WORK TASK
Return each entry below exactly. Skip the images.

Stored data
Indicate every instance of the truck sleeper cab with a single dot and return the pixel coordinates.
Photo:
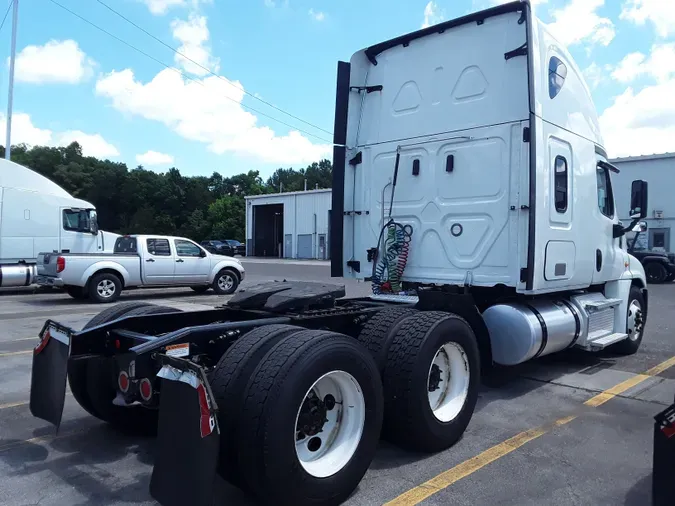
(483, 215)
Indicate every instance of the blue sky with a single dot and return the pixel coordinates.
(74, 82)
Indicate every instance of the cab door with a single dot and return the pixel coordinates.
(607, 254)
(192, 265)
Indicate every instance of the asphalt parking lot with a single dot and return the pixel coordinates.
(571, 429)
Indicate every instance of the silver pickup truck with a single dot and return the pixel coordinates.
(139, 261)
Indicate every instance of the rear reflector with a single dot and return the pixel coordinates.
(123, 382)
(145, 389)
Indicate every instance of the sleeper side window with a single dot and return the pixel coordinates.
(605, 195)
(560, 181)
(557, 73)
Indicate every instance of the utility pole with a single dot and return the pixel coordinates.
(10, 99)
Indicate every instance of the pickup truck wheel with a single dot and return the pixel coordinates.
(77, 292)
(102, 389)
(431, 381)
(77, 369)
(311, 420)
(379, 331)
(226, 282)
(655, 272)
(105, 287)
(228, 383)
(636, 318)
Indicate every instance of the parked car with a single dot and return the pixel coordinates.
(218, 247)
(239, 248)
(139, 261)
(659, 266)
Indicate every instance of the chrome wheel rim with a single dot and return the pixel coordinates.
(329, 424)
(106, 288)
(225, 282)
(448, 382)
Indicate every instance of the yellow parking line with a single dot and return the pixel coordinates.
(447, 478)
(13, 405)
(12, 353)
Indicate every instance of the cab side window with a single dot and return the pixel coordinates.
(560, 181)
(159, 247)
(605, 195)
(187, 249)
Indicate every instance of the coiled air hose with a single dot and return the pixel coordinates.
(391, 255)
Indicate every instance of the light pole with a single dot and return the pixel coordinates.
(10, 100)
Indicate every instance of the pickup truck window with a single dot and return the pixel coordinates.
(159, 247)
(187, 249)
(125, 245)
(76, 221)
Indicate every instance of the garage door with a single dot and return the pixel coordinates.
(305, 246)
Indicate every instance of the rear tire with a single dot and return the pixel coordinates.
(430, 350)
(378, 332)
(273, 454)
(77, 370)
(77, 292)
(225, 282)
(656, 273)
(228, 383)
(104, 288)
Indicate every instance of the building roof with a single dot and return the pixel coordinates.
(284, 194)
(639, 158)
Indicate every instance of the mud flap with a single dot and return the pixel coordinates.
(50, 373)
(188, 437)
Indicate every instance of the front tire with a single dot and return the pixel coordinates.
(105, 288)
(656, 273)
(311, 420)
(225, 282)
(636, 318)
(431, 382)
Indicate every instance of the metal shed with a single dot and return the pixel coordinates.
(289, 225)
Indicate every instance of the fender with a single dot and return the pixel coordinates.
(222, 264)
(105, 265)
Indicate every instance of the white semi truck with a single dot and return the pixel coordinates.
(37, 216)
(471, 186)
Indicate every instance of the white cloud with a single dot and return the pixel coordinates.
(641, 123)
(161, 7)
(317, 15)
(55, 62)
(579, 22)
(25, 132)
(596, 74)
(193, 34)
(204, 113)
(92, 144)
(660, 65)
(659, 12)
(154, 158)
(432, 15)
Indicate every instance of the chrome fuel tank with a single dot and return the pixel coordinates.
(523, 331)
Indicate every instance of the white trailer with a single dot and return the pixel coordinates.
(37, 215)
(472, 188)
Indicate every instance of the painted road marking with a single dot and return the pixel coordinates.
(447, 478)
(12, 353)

ANSWER BOX
Indicate every instance of the truck sleeper cab with a single dot and return the pixel coordinates.
Photo:
(483, 215)
Indicate every instance of the blue sky with a single dot and return the pixel coordinates.
(74, 82)
Indicate every instance of the cab door with a single dot and return the pixel coordinates.
(607, 254)
(192, 265)
Indicate every instance of the asphalt parking lot with a single dot and return the pixel coordinates.
(571, 429)
Indicate every instance of the silver pickup truck with a single dot and return the pixel coordinates.
(139, 261)
Indicate every instance of the rear reflector with a single dot and return the pixel coordinates.
(123, 382)
(145, 389)
Indicate every instance of the sleeper side window with a single dot and return the pixel coordinates.
(605, 195)
(560, 181)
(557, 73)
Indicate every instance of the utility pole with a single dot and return the pixel coordinates.
(10, 99)
Indicate every instance of the pickup truck wheel with a single dot and return the pixel coordinates.
(77, 292)
(102, 389)
(431, 381)
(77, 369)
(311, 420)
(379, 331)
(226, 282)
(655, 272)
(105, 287)
(228, 383)
(636, 318)
Indicate every instance of the parked car with a single dot and return the pixel coordinates.
(218, 247)
(239, 248)
(139, 261)
(659, 266)
Indicate every instance of the chrome wheel rim with a single dot and return the pixel coordinates.
(329, 424)
(106, 288)
(225, 282)
(448, 382)
Indicate every instance of the yellow parking line with a single dot and return the pixel coordinates.
(447, 478)
(13, 405)
(12, 353)
Indicate every instance of the cab side window with a single dot and return the pixel coordinates.
(560, 181)
(159, 247)
(605, 195)
(187, 249)
Indicate every instance of the coiled air hose with a single dot and return the pixel coordinates.
(391, 255)
Indicate every instance of the light pole with a single dot and return the pixel coordinates.
(10, 100)
Indicate every instance of the pickup truck window with a single dot and return the pixel coordinates.
(159, 247)
(187, 249)
(125, 245)
(76, 221)
Indicate every instance of the garage door with a single dot and return the pixel coordinates.
(305, 246)
Indicate every instance of the rear tire with a single dot and return the pixel coordinates.
(430, 350)
(378, 332)
(273, 454)
(77, 370)
(77, 292)
(225, 282)
(656, 273)
(228, 383)
(104, 288)
Indicate every instance of the building roof with a single dot and return the pixel coordinates.
(284, 194)
(639, 158)
Indicate every instance of the mud flap with a single dot and return the pixel coordinates.
(50, 373)
(188, 437)
Indicate every instance of the front tire with a single dot and return the pixel coordinates.
(105, 288)
(656, 273)
(311, 420)
(225, 282)
(636, 318)
(431, 382)
Indicate every instance of the metal shed with a single dot and return the pixel coordinates.
(289, 225)
Indicate every instance of the fender with a single dot and return the pixel coordinates.
(222, 264)
(105, 265)
Indicate every instance of the white semi truck with a single dot and return the pixel coordinates.
(37, 216)
(471, 186)
Indicate every instance of the white cloud with a single dot and return the pixel coordinates.
(641, 123)
(161, 7)
(317, 15)
(55, 62)
(579, 22)
(25, 132)
(596, 74)
(193, 34)
(204, 113)
(92, 144)
(660, 65)
(659, 12)
(154, 158)
(432, 15)
Indicate every instance of the chrome fuel tank with a single dot and return the pixel coordinates.
(523, 331)
Indicate every instance of the white trailer with a single dot and return the pixel coordinates.
(37, 215)
(472, 188)
Indicate every instance of the painted road marking with a single dot and return the pixel coordinates.
(447, 478)
(12, 353)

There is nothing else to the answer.